Start of Material for this exercise

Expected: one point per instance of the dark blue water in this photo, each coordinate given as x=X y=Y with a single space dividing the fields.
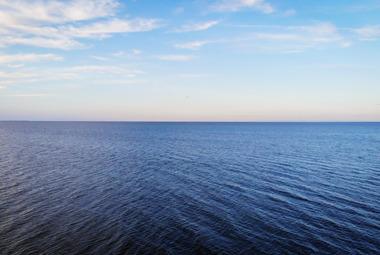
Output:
x=187 y=188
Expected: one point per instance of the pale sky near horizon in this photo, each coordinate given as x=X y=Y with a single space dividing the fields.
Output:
x=217 y=60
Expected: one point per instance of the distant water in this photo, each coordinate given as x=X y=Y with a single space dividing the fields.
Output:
x=188 y=188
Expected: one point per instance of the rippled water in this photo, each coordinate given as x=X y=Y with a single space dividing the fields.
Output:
x=187 y=188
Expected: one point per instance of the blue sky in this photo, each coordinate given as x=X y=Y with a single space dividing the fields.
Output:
x=218 y=60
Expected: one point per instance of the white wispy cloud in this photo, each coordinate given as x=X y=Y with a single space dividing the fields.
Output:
x=193 y=45
x=237 y=5
x=368 y=32
x=199 y=26
x=290 y=39
x=176 y=58
x=61 y=24
x=31 y=57
x=78 y=73
x=16 y=12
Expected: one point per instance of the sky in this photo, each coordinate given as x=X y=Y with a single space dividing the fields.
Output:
x=193 y=60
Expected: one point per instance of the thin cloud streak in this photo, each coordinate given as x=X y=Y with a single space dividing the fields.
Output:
x=195 y=27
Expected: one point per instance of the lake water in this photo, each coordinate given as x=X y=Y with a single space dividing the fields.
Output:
x=189 y=188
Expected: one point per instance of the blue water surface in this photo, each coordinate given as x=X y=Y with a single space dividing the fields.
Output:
x=189 y=188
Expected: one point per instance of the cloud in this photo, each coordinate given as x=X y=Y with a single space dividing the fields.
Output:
x=194 y=45
x=237 y=5
x=73 y=73
x=133 y=52
x=176 y=58
x=104 y=29
x=61 y=24
x=291 y=39
x=17 y=12
x=368 y=32
x=31 y=57
x=201 y=26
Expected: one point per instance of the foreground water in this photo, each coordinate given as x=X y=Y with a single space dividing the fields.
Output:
x=187 y=188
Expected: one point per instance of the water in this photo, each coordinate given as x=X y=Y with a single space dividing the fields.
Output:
x=188 y=188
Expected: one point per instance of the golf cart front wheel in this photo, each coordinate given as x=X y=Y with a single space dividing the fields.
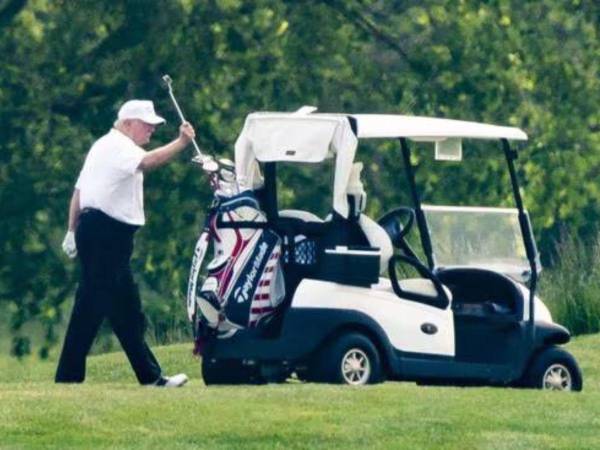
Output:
x=554 y=369
x=350 y=359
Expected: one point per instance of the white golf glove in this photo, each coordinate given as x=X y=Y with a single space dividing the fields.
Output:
x=69 y=246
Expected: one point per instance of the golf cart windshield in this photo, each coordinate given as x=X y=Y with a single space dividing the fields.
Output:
x=487 y=238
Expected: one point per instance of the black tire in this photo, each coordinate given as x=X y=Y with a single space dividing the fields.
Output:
x=229 y=371
x=554 y=369
x=334 y=363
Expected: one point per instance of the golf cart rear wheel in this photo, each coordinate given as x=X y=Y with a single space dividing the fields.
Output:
x=554 y=369
x=349 y=359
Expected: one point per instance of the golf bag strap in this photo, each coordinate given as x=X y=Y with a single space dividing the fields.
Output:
x=248 y=224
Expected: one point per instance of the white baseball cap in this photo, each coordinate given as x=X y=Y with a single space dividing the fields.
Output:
x=140 y=109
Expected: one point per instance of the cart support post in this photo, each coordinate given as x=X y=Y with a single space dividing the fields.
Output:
x=525 y=225
x=420 y=216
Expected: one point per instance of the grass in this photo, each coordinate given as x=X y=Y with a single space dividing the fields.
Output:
x=111 y=411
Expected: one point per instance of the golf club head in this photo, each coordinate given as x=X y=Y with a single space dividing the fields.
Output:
x=207 y=162
x=167 y=80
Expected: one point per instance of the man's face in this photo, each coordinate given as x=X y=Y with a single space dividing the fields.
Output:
x=140 y=132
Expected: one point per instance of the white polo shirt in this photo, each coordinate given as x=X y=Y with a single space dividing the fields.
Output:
x=109 y=180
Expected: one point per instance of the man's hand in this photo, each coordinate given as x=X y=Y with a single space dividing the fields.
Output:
x=186 y=133
x=69 y=246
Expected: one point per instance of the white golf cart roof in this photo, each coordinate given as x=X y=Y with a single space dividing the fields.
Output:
x=310 y=138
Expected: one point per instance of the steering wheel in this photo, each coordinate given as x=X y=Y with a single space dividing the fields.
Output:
x=397 y=223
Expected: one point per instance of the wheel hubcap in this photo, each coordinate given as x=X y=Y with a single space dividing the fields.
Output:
x=356 y=367
x=557 y=378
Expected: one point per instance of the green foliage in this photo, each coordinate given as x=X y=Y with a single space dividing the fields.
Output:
x=571 y=287
x=66 y=67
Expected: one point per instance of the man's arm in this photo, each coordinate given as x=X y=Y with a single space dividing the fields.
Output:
x=74 y=210
x=161 y=155
x=69 y=246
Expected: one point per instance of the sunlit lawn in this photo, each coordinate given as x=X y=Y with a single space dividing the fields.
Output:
x=111 y=411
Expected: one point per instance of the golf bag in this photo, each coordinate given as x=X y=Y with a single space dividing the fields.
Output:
x=244 y=281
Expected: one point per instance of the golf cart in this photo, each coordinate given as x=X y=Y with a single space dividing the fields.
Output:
x=469 y=316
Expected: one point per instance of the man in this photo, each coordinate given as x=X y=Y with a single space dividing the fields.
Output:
x=106 y=209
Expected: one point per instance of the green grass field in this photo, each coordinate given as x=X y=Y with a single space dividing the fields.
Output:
x=111 y=411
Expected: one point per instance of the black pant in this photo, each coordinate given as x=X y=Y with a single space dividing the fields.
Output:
x=106 y=289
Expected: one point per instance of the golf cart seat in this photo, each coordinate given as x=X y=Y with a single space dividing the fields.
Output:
x=482 y=293
x=377 y=238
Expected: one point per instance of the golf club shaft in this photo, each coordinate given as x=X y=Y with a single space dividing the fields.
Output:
x=180 y=113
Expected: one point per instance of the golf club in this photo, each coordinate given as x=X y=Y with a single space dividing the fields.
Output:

End of Material for this exercise

Return all lines from the entries that contain the string "golf".

◆ Task response
Expected: one point per instance of the golf cart front wheel in this photo, each coordinate given as x=X y=Y with a single space dividing the fields.
Expected: one point per instance of the white golf glove in this photo, each coordinate given as x=X y=Y with a single space dividing the fields.
Expected: one point per instance of the golf cart windshield in this photo, each coordinate given as x=X y=Y with a single space dividing the fields.
Expected: one point per instance of the golf cart rear wheel in this photo, each coordinate given as x=X y=Y with a single space dividing the fields.
Expected: one point per instance of the golf bag strap in this photo, each coordinate given as x=X y=Y with a single space dividing the fields.
Expected: one point per instance of the golf club head in this photo, each coordinate given as x=X y=Y with a single space dividing the fields.
Expected: one point per instance of the white golf cart roof in this photo, each coordinate given as x=X y=Y with a single space dividing the fields.
Expected: one point per instance of the golf bag in this photo, each coordinate given as x=X y=Y with a single space dividing the fields.
Expected: one point per instance of the golf cart in this photo, each coordinate given as x=X y=Y with a single space dividing the fields.
Expected: one point per instance of the golf cart seat in this photo, each coordinate given as x=X y=Y with a single space dividing the fields.
Expected: one point per instance of the golf club shaft in this photo, each coordinate given as x=X y=Y with a single space dividing the fields.
Expected: one point per instance of the golf club in this photo, each coordinate given as x=X y=Y with a single space dividing the fields.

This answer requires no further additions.